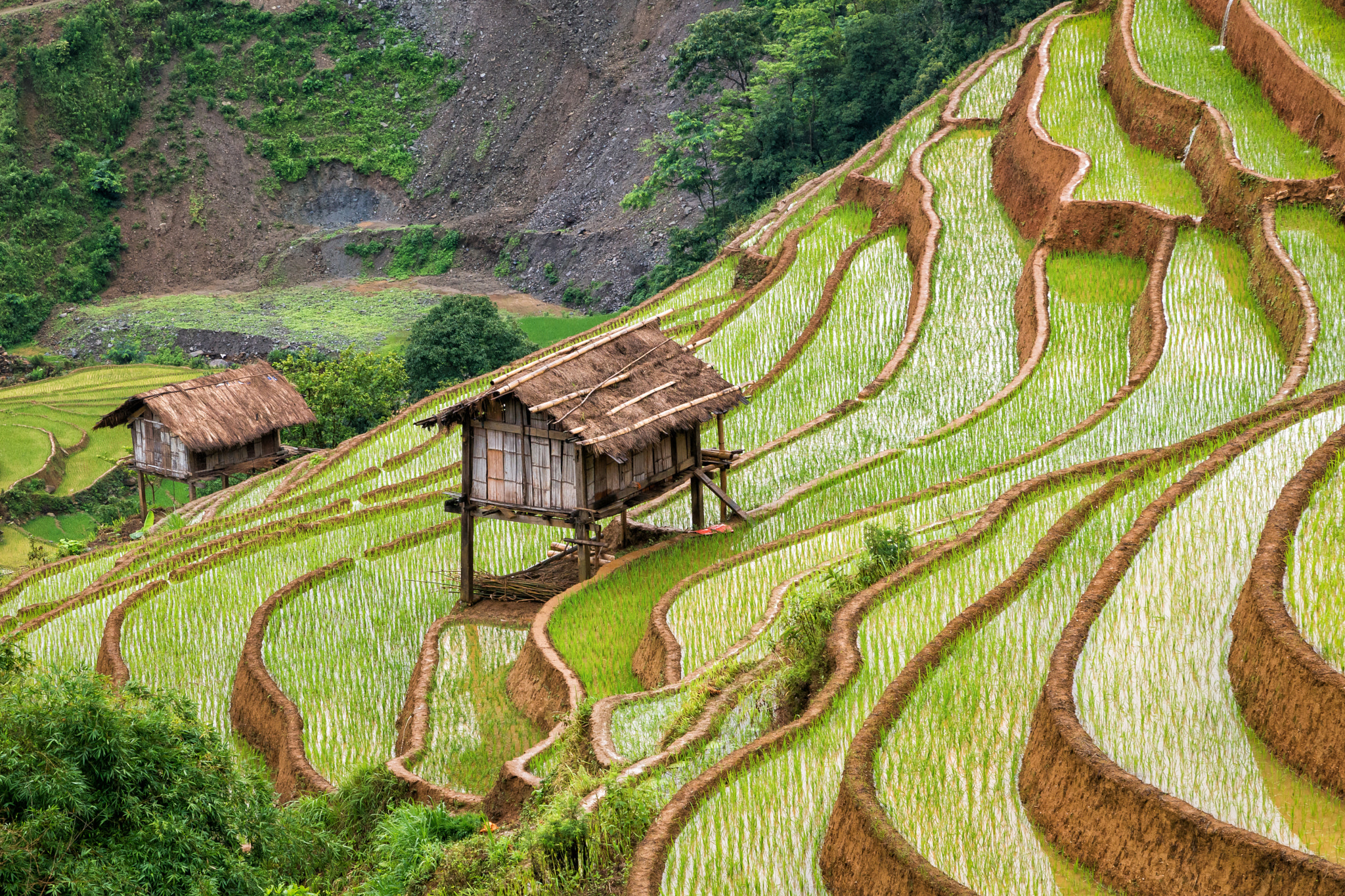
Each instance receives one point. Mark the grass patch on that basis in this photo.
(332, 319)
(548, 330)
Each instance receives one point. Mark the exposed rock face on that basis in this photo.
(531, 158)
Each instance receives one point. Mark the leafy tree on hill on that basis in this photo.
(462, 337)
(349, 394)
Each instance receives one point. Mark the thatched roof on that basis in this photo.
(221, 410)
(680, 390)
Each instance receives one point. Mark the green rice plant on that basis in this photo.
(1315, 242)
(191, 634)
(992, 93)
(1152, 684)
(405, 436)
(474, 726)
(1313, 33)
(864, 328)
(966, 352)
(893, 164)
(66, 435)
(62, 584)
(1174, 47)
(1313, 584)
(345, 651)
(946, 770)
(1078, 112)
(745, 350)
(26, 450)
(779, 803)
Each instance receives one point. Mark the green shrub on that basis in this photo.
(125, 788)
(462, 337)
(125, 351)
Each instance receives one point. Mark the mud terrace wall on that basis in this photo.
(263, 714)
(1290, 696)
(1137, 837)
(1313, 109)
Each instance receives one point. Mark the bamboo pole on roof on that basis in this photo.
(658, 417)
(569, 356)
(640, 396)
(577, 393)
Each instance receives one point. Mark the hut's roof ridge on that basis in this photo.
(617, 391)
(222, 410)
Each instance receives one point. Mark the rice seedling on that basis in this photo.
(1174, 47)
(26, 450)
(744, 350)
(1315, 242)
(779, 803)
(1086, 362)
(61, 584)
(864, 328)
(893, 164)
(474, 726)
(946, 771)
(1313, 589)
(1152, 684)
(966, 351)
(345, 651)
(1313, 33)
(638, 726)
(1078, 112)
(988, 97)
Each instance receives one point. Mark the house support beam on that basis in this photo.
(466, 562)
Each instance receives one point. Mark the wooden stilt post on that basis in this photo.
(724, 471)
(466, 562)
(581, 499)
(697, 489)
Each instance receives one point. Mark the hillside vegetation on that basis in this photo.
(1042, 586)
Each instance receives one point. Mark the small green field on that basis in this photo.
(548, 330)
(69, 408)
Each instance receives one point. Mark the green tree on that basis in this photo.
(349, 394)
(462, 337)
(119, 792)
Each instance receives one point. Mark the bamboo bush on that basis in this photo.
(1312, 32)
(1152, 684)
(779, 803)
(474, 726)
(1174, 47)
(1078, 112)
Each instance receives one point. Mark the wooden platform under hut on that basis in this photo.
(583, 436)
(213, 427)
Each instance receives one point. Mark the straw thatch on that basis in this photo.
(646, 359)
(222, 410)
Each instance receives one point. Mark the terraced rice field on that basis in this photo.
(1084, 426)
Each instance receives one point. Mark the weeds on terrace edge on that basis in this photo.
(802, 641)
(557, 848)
-*-*-
** What this task involves **
Can you update all the lines above, swapping "Mark" for "Locate" wherever it appears and changing nothing else? Leave the pictures out of your answer.

** Reply **
Each instance receives one point. Locate the grass patch on that basis in this photo.
(332, 319)
(548, 330)
Each instance receives one point. Locate the exposed rock face on that basis in this photo.
(531, 158)
Each instance receives one point. Locate the leafy tree on hill on that basis in this photo.
(462, 337)
(349, 394)
Each instance receives one point. Locate the thatched roof on that basis in this photo.
(221, 410)
(680, 390)
Each instance receives one point. Locate the green rice plant on that basis in this photo.
(1315, 242)
(191, 634)
(992, 93)
(1152, 684)
(405, 436)
(474, 726)
(1313, 33)
(864, 328)
(966, 352)
(893, 164)
(66, 435)
(62, 584)
(1174, 47)
(1313, 584)
(345, 651)
(946, 770)
(1078, 112)
(745, 350)
(26, 450)
(779, 803)
Each instance receives one point. Locate the green shrub on that basis in this photo.
(125, 788)
(462, 337)
(125, 351)
Each instance receives one point. Locate the mud terrace wall on that basis in this photo.
(263, 714)
(1290, 696)
(1137, 837)
(1313, 109)
Each instance receives one point. Locate the bamboo pole on roof on that basis in this photo.
(658, 417)
(569, 356)
(640, 396)
(577, 393)
Each instance receives one point. Locate the hut's roof ridge on that basis in this photo.
(617, 391)
(222, 410)
Each instance receives one point. Locate the rice seedling on that basis in this photo.
(1174, 47)
(26, 450)
(744, 350)
(1315, 242)
(779, 803)
(1086, 362)
(61, 584)
(864, 328)
(893, 164)
(474, 726)
(946, 771)
(1313, 589)
(1152, 684)
(966, 351)
(345, 651)
(1313, 33)
(638, 726)
(1078, 112)
(988, 97)
Each instance receives one point. Locate the house support beam on that basis in this photo.
(466, 562)
Each instance receives one point. Locate the wooden stilt post on that basis in this photo.
(724, 471)
(466, 562)
(581, 499)
(697, 489)
Each instance receives one point. Locate the hillside vegetation on that basis in this photo.
(1042, 586)
Each instance receives one point. Locate the small green field on that basis in this photo.
(548, 330)
(69, 408)
Each instance receives one point. Locate the green tree on that basis in this photo.
(349, 394)
(462, 337)
(119, 792)
Each instance receives one point. Locate the bamboo bush on that basis in this photo.
(1312, 32)
(1152, 684)
(779, 803)
(474, 726)
(1174, 47)
(1078, 112)
Each instance receives one point. Locate the wooden platform under hut on that basis in this photo.
(583, 436)
(213, 427)
Each instance receives one point. Locate the straw thatch on that basis in this photo.
(646, 359)
(222, 410)
Each instance receives one point. Locate the terraced rice field on that basis in this photo.
(1084, 426)
Each instance receives one point. Locate the weeds on terrace edge on that basis in this photo.
(802, 641)
(557, 848)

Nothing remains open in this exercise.